*EXERCISE DETAILS:* Restate the following entries exactly, including every line.

*RECORD EXTRACTS:*
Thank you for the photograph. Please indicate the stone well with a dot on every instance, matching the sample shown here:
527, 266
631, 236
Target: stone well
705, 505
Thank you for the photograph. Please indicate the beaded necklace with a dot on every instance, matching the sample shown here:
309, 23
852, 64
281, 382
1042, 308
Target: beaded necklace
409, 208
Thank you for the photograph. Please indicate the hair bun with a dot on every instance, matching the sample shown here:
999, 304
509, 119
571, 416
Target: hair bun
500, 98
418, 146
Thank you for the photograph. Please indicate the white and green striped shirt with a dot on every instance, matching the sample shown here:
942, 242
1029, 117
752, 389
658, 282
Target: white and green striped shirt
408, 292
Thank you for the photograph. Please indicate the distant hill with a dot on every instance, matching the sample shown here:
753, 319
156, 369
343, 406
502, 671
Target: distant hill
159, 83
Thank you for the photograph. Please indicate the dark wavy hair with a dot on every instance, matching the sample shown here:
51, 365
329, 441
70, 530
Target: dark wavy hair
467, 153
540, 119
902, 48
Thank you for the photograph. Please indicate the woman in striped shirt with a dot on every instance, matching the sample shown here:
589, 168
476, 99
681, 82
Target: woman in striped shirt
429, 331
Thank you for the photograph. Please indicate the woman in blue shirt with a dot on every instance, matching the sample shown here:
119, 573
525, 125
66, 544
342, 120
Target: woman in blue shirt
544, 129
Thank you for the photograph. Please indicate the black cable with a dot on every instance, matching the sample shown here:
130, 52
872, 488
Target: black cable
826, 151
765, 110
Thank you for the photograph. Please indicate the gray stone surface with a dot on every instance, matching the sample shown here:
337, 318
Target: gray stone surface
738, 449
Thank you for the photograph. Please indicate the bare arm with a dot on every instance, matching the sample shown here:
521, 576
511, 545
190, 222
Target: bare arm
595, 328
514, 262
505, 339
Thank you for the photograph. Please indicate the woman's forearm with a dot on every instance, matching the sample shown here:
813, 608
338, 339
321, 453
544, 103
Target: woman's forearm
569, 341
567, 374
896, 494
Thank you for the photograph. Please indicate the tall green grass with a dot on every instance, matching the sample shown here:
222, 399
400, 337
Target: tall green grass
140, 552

*RESPONSE AREA:*
Thank you for the photograph. Please indicate the stone well with a dot on every instance, matching the sample shown here:
527, 266
631, 236
Target: stone well
705, 505
Thank you for the photograph. Please indicate the beaded necklace with a dot on every instance, matching the sample shown here:
309, 23
852, 64
281, 382
1042, 308
Target: beaded necklace
409, 208
Thank you for the photograph. Please indicate the hair bun with a dot on every instance, matching the sample shown here:
999, 304
509, 119
571, 416
Target: hair bun
500, 98
418, 146
Thank you for the photograph. Please indicate the white and green striped shirt with a dot on every instance, matching the sample shown here:
942, 242
1029, 117
752, 389
658, 282
Target: white and green striped shirt
408, 292
Thank you for the photograph. Please indicate the distant hill with a dot on every instance, matching the sample shown here:
753, 319
156, 369
343, 406
502, 671
Target: distant hill
159, 83
Thank you for the photograph. Please indicate the dark wavy hair with a dot on every instance, matching the sample shown here:
51, 365
329, 441
70, 530
Target: dark wavy hair
467, 153
540, 119
902, 48
Thank you for the photograph. Please indicate the woman in striped shirt with a dot on every instance, matching the sample shown here:
589, 168
476, 99
681, 82
Target: woman in striped shirt
429, 331
Thank you for the photograph. Please indicate the woman in blue shirt with a dot on every instance, matching the sample shown here:
119, 573
525, 125
66, 544
342, 120
Target: woman in blue shirt
544, 129
Thank you for the photograph. Please indicate the black cable with a dot on every instance, matching the sample shown here:
130, 52
872, 488
Target: black cable
826, 151
765, 110
Thank you for the photograph. Please indicate the gray stone surface with a dot on every instance, matching the sample shown here:
337, 318
Target: gray stone surface
738, 449
Thank you for the photograph. Please indicate the bare arm with a dot on every instance, matching the sample shown here:
521, 576
511, 545
190, 222
Target: bare arm
595, 328
514, 262
505, 339
Thank you for the photograph. Please indicate the woman's forearm with a dot on every instance, matching the sample shown here:
813, 608
338, 339
321, 453
544, 103
Target: woman's forearm
569, 341
567, 374
896, 494
Thank you for the photograph. Please indicate the tall green grass with a dot on every instance, matching the sample shown here:
222, 399
400, 337
Target: tall green grass
140, 552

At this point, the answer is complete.